BEREITGESTELLTER AUSZUG

□ □ □

Am Ende ihres Lebens produzieren massereiche Sterne viele neue Elemente, unter
anderem auch langlebige radioaktive Isotope, die über Millionen von Jahren
zerfallen. Dazu gehört 60Fe. Dieses Eisenisotop hat eine Halbwertzeit
von 2,6 Millionen Jahren und kommt auf der Erde praktisch nicht natürlich vor.
Wenn solche Sterne mit mehr als der achtfachen Masse unserer Sonne schließlich
sterben, dann in einer gewaltigen Explosion, einer sogenannten Supernova.
Dabei wird so viel Energie in Form von Strahlung und Teilchen freigesetzt, dass
alle Sterne in einer Galaxie für kurze Zeit überstrahlt werden. In den ersten
Wochen strahlt eine solche Supernova, die in unserer Nähe stattfindet, so hell
wie der Vollmond und kann dann sogar am Taghimmel beobachtet werden.
Massereiche Sterne sind die Chemiefabriken des Universums, die durch Kernfusion
alle Elemente synthetisieren, die schwerer sind als Helium. Auch das radioaktive
Eisenisotop 60Fe wird bei der Explosion in den interstellaren Raum
geschleudert. Geschieht dies nahe genug an unserem Sonnensystem können Teile
davon auch auf die Erde gelangen.
Bereits 1999 erbrachten Wissenschaftler den Nachweis dafür, dass sich
extraterrestrisches 60Fe auf unserem Planeten befindet, und zwar - in
geringen Konzentrationen - in Mangankrusten auf dem Grund des Pazifischen
Ozeans. Diese Manganknollen verändern sich sehr langsam. Die aufgewachsenen
Schichten geben, wie Baumringe, eine zeitliche Verteilung des 60Fe wieder. 2004
zeigte eine genauere Messung ein sehr deutliches Signal, dessen Entstehung 2,2
Millionen Jahre zurückliegt.
Das Forscherteam um Breitschwerdt und seinen wissenschaftlichen Mitarbeitern Dr.
Jenny Feige und Dr. Michael Schulreich sowie Prof. Dr. Miguel Avillez von der
Universität im portugiesischen Evora und Christian Dettbarn und Prof. Dr.

□ □ □

BEREITGESTELLTE DATEN
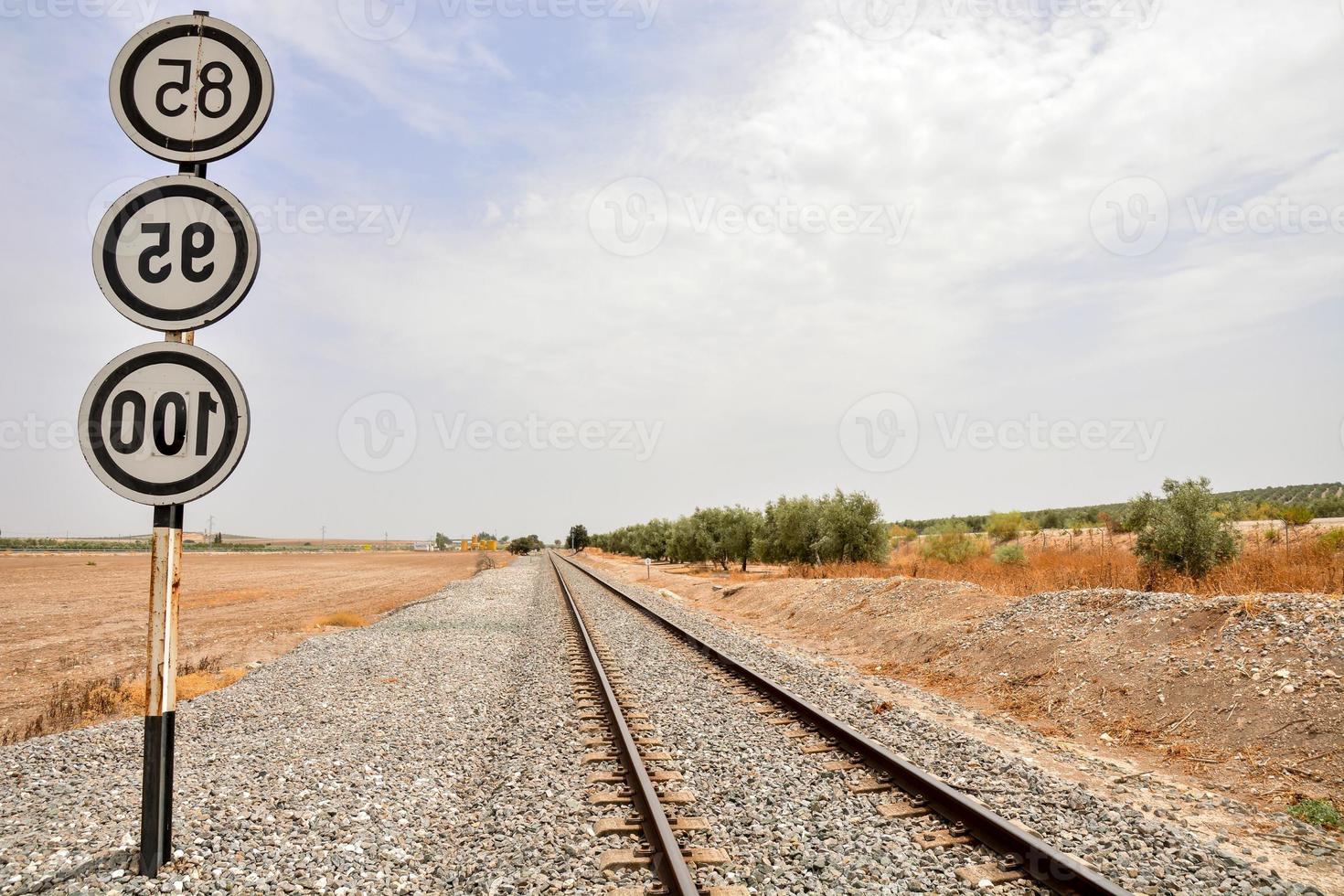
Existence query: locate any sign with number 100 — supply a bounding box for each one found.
[80,343,249,505]
[108,15,274,163]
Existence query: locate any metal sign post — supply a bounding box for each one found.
[140,504,181,877]
[80,11,274,877]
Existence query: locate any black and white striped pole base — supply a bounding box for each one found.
[140,504,183,877]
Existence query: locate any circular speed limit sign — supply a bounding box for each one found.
[108,15,275,163]
[92,175,261,332]
[80,343,249,505]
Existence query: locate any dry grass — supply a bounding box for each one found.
[314,610,368,629]
[789,535,1344,599]
[0,656,247,744]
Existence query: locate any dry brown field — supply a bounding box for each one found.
[0,550,507,735]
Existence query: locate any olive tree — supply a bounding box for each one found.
[1125,477,1241,579]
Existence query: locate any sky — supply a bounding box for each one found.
[0,0,1344,539]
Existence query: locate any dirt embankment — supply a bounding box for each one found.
[0,552,507,732]
[582,558,1344,808]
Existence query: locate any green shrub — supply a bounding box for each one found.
[993,543,1027,567]
[986,510,1027,544]
[921,520,980,564]
[1287,799,1344,830]
[1316,529,1344,553]
[1126,478,1241,579]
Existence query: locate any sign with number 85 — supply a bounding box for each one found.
[108,15,274,163]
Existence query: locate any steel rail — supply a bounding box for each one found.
[547,550,700,896]
[550,556,1132,896]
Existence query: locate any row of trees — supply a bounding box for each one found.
[508,535,546,555]
[592,489,890,570]
[901,484,1344,536]
[913,478,1344,579]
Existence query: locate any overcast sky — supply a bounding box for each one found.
[0,0,1344,538]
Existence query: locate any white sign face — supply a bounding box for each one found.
[78,343,249,505]
[108,15,275,163]
[92,175,261,332]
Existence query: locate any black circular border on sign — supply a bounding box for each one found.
[118,24,270,159]
[102,184,253,324]
[88,350,238,497]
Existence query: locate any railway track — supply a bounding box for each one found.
[549,552,1127,896]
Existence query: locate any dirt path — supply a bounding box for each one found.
[0,552,503,731]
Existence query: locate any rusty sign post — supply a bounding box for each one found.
[80,11,274,877]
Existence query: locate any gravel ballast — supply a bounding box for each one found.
[559,553,1320,896]
[566,571,1046,893]
[0,559,603,895]
[0,558,1313,896]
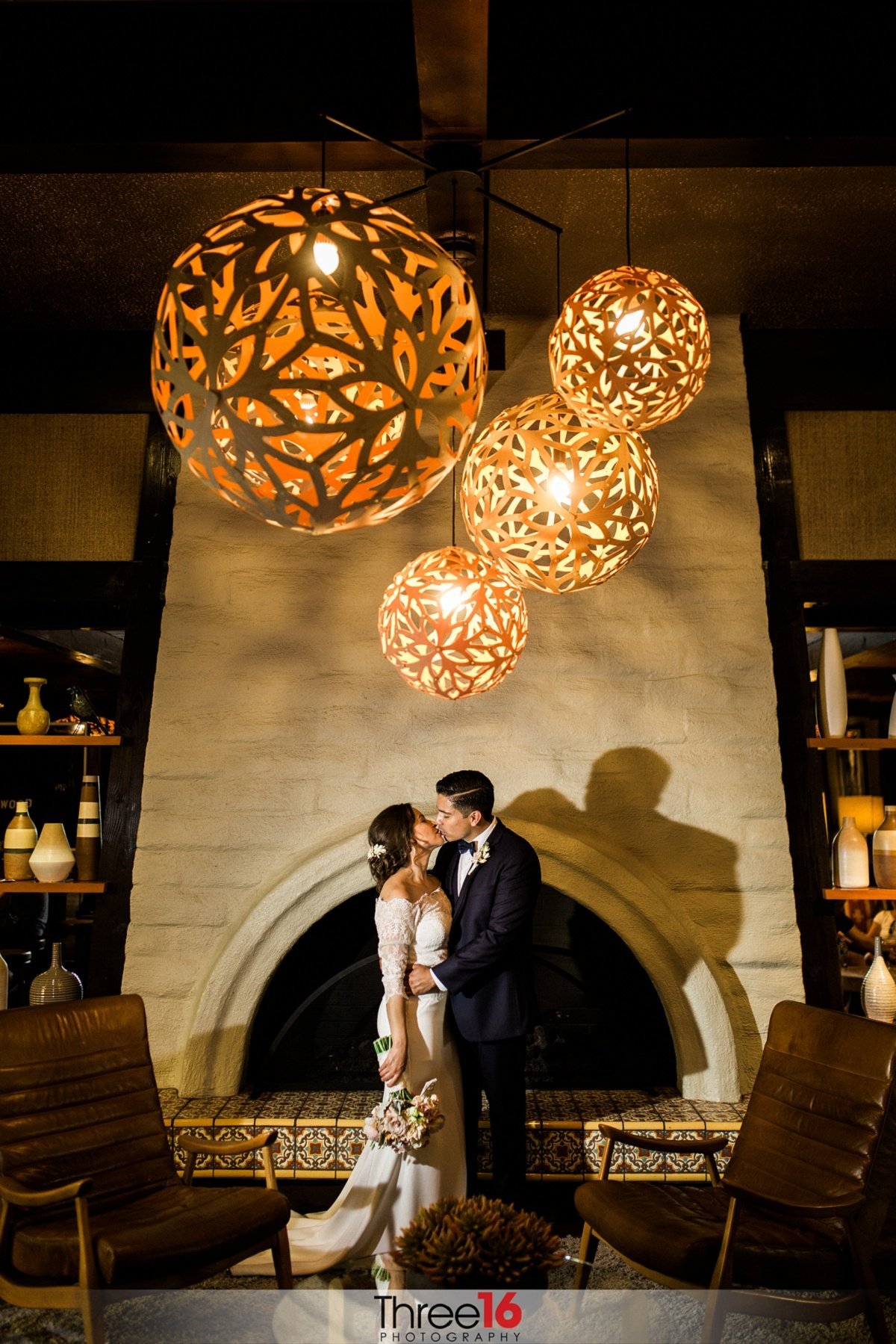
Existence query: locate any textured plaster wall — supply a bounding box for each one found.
[125,318,802,1098]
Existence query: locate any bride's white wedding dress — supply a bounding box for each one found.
[231,887,466,1274]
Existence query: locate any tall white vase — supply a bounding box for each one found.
[861,938,896,1021]
[818,631,846,738]
[28,821,75,882]
[830,817,871,888]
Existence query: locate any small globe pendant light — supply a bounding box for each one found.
[152,187,486,532]
[379,545,528,700]
[548,266,709,430]
[461,394,659,592]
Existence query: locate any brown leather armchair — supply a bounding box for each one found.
[575,1003,896,1344]
[0,994,293,1344]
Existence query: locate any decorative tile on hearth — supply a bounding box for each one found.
[215,1121,273,1180]
[170,1122,215,1176]
[540,1125,585,1176]
[336,1121,370,1172]
[296,1122,336,1176]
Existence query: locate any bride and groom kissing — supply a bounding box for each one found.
[234,770,541,1274]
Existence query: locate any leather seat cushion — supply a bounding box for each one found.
[575,1180,849,1289]
[12,1181,290,1286]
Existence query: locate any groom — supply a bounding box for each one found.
[408,770,541,1207]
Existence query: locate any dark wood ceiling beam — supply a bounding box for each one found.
[414,0,489,143]
[0,136,896,180]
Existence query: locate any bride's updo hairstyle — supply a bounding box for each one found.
[367,802,417,891]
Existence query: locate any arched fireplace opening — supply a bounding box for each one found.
[244,886,676,1093]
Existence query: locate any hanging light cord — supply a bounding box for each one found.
[626,136,632,266]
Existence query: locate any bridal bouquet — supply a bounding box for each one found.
[364,1036,445,1153]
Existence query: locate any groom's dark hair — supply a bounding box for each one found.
[435,770,494,821]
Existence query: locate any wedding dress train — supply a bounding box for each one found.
[231,887,466,1274]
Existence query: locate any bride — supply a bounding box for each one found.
[231,802,466,1274]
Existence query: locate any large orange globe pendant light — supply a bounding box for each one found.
[379,545,529,700]
[152,187,486,532]
[461,394,659,592]
[548,266,709,430]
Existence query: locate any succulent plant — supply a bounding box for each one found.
[395,1195,563,1287]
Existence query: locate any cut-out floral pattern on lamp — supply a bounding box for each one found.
[461,394,659,592]
[379,545,528,700]
[548,266,709,430]
[152,187,486,532]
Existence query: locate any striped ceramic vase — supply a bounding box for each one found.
[75,774,102,882]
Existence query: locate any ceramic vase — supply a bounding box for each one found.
[818,631,846,738]
[830,817,871,887]
[30,821,75,882]
[3,802,37,882]
[28,942,84,1006]
[75,774,102,882]
[871,808,896,891]
[16,676,50,738]
[861,938,896,1021]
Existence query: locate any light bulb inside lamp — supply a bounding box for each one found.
[314,238,338,276]
[439,585,464,616]
[617,308,644,336]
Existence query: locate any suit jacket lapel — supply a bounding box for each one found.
[451,821,504,920]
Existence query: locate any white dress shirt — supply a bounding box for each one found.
[430,817,497,992]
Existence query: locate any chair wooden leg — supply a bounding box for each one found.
[273,1227,293,1287]
[79,1287,106,1344]
[572,1223,594,1287]
[700,1199,740,1344]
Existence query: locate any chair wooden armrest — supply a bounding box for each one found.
[598,1124,728,1186]
[598,1124,728,1154]
[721,1176,865,1218]
[0,1176,93,1208]
[177,1129,279,1153]
[177,1129,279,1189]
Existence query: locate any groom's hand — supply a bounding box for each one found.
[407,961,435,994]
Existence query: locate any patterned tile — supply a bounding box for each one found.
[336,1125,368,1171]
[296,1125,336,1174]
[542,1127,585,1176]
[172,1122,215,1176]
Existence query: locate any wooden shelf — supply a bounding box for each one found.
[824,887,896,900]
[0,882,106,896]
[806,738,896,752]
[0,732,120,747]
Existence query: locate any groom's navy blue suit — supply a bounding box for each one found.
[435,821,541,1204]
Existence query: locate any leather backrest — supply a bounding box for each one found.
[726,1003,896,1240]
[0,994,176,1203]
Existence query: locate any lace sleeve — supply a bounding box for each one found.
[376,899,414,999]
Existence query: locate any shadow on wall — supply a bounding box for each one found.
[504,747,759,1067]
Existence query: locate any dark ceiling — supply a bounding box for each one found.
[0,0,896,331]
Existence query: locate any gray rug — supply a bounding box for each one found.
[0,1236,896,1344]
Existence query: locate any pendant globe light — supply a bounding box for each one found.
[548,266,709,430]
[379,545,528,700]
[152,187,486,532]
[461,394,659,592]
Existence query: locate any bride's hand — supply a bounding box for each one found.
[380,1046,407,1087]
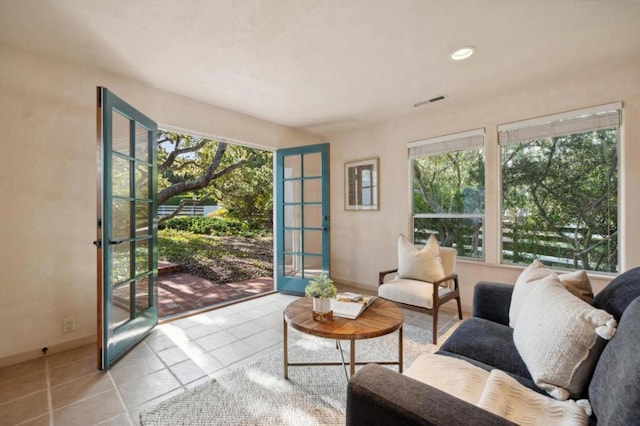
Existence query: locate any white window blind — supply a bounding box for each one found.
[408,129,484,158]
[498,102,622,145]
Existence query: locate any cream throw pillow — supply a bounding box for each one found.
[558,270,593,305]
[513,273,617,400]
[477,370,591,426]
[398,234,445,283]
[509,259,593,328]
[509,259,553,328]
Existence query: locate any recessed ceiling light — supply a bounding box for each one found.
[450,46,476,61]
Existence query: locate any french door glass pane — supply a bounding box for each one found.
[303,256,322,279]
[136,277,151,314]
[111,110,131,156]
[284,180,300,204]
[284,230,302,252]
[303,179,322,203]
[112,243,131,284]
[111,154,131,197]
[303,231,322,255]
[284,155,302,179]
[136,123,149,163]
[113,199,131,240]
[135,164,150,198]
[111,284,131,328]
[284,206,301,228]
[284,254,302,276]
[136,240,150,275]
[302,152,322,177]
[303,204,322,228]
[136,202,151,237]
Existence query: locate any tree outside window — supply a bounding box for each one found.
[412,147,485,259]
[502,127,618,272]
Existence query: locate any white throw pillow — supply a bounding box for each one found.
[509,259,593,328]
[513,274,617,400]
[558,270,593,305]
[509,259,553,328]
[398,234,445,283]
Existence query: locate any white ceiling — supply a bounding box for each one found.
[0,0,640,136]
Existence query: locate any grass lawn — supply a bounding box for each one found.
[158,229,273,284]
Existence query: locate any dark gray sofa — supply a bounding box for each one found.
[347,267,640,425]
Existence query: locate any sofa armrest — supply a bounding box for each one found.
[473,281,513,325]
[346,364,514,426]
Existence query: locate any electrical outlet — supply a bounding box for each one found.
[62,318,76,333]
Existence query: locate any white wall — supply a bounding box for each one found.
[0,45,321,365]
[328,56,640,310]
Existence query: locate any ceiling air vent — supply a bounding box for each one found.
[413,95,446,108]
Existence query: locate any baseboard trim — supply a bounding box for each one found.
[0,336,97,368]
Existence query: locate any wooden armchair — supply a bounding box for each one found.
[378,247,462,345]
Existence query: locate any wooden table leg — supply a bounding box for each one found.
[349,338,356,377]
[398,326,403,373]
[282,315,289,379]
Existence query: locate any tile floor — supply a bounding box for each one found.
[0,293,456,426]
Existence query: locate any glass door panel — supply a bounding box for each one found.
[276,144,329,293]
[96,87,158,369]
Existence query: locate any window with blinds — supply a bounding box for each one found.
[498,103,622,272]
[408,129,485,260]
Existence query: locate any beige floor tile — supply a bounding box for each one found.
[129,388,184,426]
[195,330,238,352]
[169,359,207,385]
[49,358,100,386]
[111,352,166,386]
[0,357,46,383]
[119,369,181,407]
[14,414,50,426]
[0,371,47,403]
[0,391,49,426]
[156,346,189,366]
[96,413,137,426]
[53,390,126,426]
[47,344,98,368]
[51,372,115,410]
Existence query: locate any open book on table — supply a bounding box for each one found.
[331,293,377,319]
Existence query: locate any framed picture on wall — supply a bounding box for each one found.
[344,158,379,210]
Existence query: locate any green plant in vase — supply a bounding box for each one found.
[304,274,338,314]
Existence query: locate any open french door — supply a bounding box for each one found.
[275,144,329,294]
[94,87,158,370]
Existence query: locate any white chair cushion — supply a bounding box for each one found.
[398,234,445,282]
[378,278,452,309]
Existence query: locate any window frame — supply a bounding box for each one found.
[497,102,623,274]
[407,128,487,262]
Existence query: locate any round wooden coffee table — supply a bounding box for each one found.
[282,297,404,378]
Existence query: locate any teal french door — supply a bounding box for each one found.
[275,144,329,293]
[94,87,158,370]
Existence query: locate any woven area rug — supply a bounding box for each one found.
[140,325,436,426]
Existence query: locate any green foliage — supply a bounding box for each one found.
[162,194,218,207]
[158,229,273,283]
[304,274,338,299]
[213,147,273,229]
[160,216,261,237]
[158,131,273,229]
[413,149,484,257]
[502,129,618,272]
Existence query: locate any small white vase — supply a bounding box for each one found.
[313,297,331,314]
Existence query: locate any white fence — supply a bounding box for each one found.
[158,205,220,217]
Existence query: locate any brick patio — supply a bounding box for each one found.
[157,262,273,318]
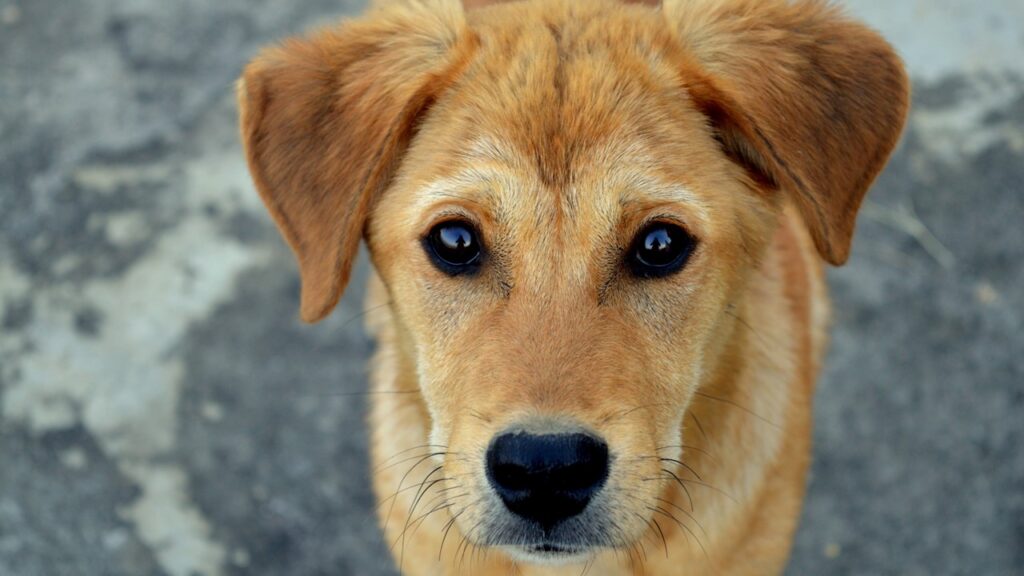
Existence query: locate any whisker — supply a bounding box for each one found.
[690,390,782,430]
[689,411,708,442]
[647,506,712,564]
[658,457,703,480]
[654,444,718,464]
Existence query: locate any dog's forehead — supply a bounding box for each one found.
[403,3,708,227]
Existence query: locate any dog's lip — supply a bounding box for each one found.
[520,542,589,557]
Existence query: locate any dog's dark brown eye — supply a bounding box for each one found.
[426,220,481,276]
[628,222,697,278]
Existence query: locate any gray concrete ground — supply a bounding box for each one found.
[0,0,1024,576]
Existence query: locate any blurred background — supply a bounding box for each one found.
[0,0,1024,576]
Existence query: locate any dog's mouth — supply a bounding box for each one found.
[507,542,593,565]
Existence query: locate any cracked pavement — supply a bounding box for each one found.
[0,0,1024,576]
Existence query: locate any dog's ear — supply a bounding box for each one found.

□ □ □

ZU ERLEDIGEN
1. Beantworte anhand des Auszugs über Supernovae und 60Fe:
(a) Welche Halbwertzeit hat das Eisenisotop 60Fe?
(b) Wo wurde 1999 extraterrestrisches 60Fe auf der Erde nachgewiesen?
(c) Wie lange liegt die Entstehung des 2004 gemessenen Signals zurück?
2. Stimmen diese Aussagen mit dem Auszug über Supernovae und 60Fe überein? Antworte jeweils mit Ja oder Nein und zitiere die entscheidenden Worte.
(a) 60Fe kommt auf der Erde häufig natürlich vor.
(b) Eine Supernova in unserer Nähe kann in den ersten Wochen am Taghimmel beobachtet werden.
(c) Massereiche Sterne synthetisieren nur Elemente, die leichter sind als Helium.

GELÖSTE AUFGABEN
1.
(a) 2,6 Millionen Jahre.
(b) In Mangankrusten auf dem Grund des Pazifischen Ozeans.
(c) 2,2 Millionen Jahre.

2.
(a) Nein: „kommt auf der Erde praktisch nicht natürlich vor“
(b) Ja: „kann dann sogar am Taghimmel beobachtet werden“
(c) Nein: „alle Elemente synthetisieren, die schwerer sind als Helium“